### TEXT UNDER STUDY:
9th President of U.S. Steel
- In office 1967–1969
- Preceded by: Leslie B. Worthington
- Succeeded by: Edgar B. Speer

Personal details
- Born: c. 1908 Pittsburgh, Pennsylvania, US
- Died: August 27, 1986 (aged 78) Pittsburgh, Pennsylvania, US
- Alma mater: Lehigh University

= Edwin H. Gott =

American business executive (c.1908–1986)

Edwin H. Gott (c. 1908 – August 27, 1986) was an American business executive who served as president of U.S. Steel from 1967 to 1969.

== Biography ==
Born c. 1908, in Pittsburgh, Gott graduated from Lehigh University with a Bachelor of Science in 1922. He married Mary Louise Carr, having three children together. He worked for Koppers by 1936, and in 1937, he was hired by U.S. Steel as an industrial engineer for a steel mill in Youngstown, Ohio, then was moved to Clairton Coke Works in 1939, then the Gary Works in 1941. He received multiple promotions at Gary, later receiving an administrative position at South Works. In 1956, he was elected vice president of the company's manufacturing, then vice president of its administration in 1959.

### BRIEF 1:
Please list every U.S. Steel site where the Edwin H. Gott biography says Gott worked.
### BRIEF 2:
Write the next part of the Edwin H. Gott biography, starting after its last sentence.

### DATASET EXTRACT:
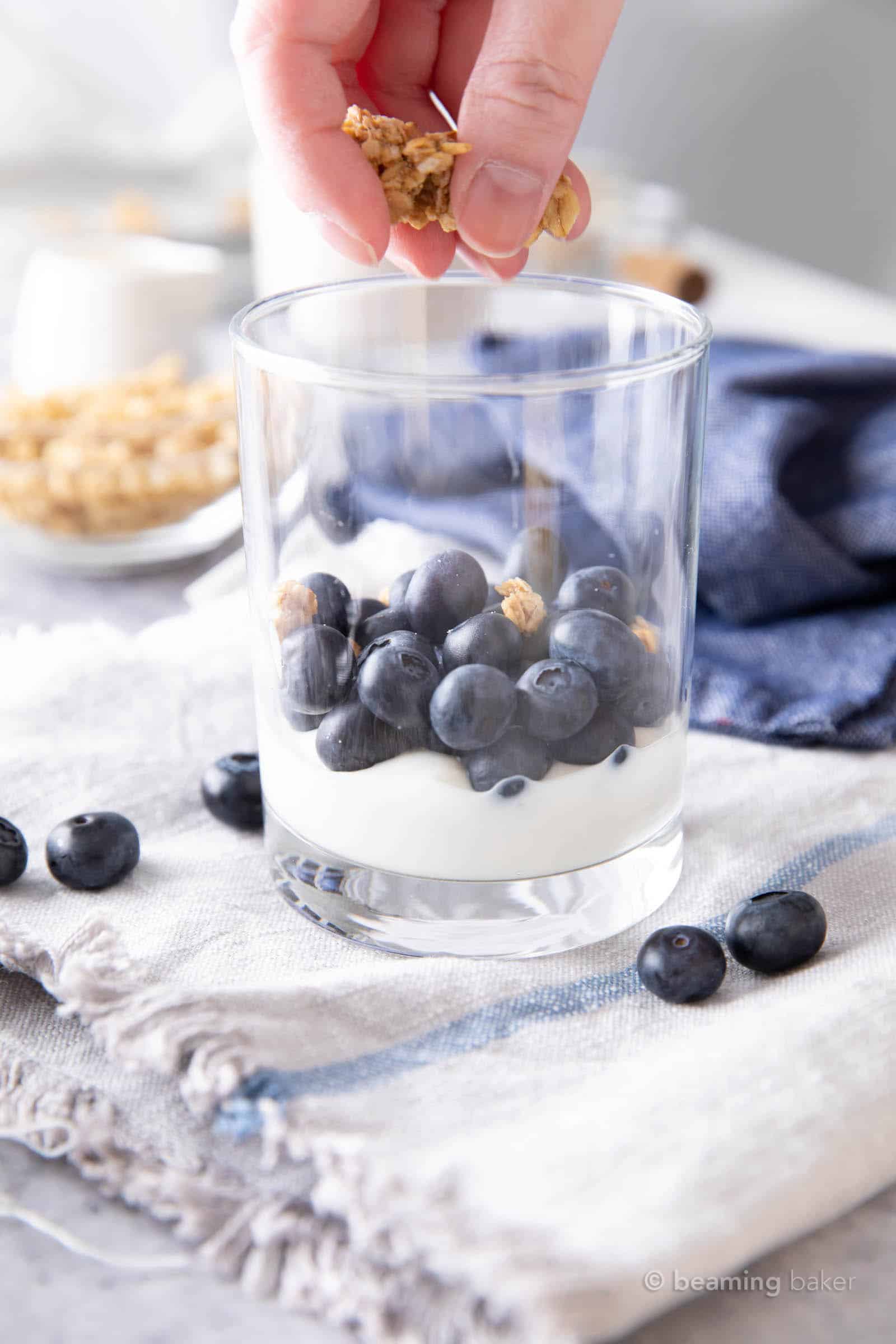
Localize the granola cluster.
[629,615,660,653]
[343,106,579,246]
[343,106,470,234]
[494,579,548,634]
[0,356,239,536]
[272,579,317,644]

### FINAL ANSWER 1:
- A steel mill in Youngstown, Ohio
- Clairton Coke Works
- Gary Works
- South Works

### FINAL ANSWER 2:
Gott was elected president in 1967, and within two months, headed three other executive groups in the company. He became CEO & Chairman of U.S. Steel on February 1, 1969, following the retirement of Roger Blough, serving until his retirement in February 1973. Through his later life, he retained several other administrative positions, such as being a board member of BNY, the Pittsburgh Civic Light Opera and UPMC Children's Hospital of Pittsburgh, as well as being a trustee of Lehigh and Carnegie Mellon University. He died on August 27, 1986, aged 78, in Pittsburgh, following an illness. The MV Edwin H. Gott—built 1979—is named for him.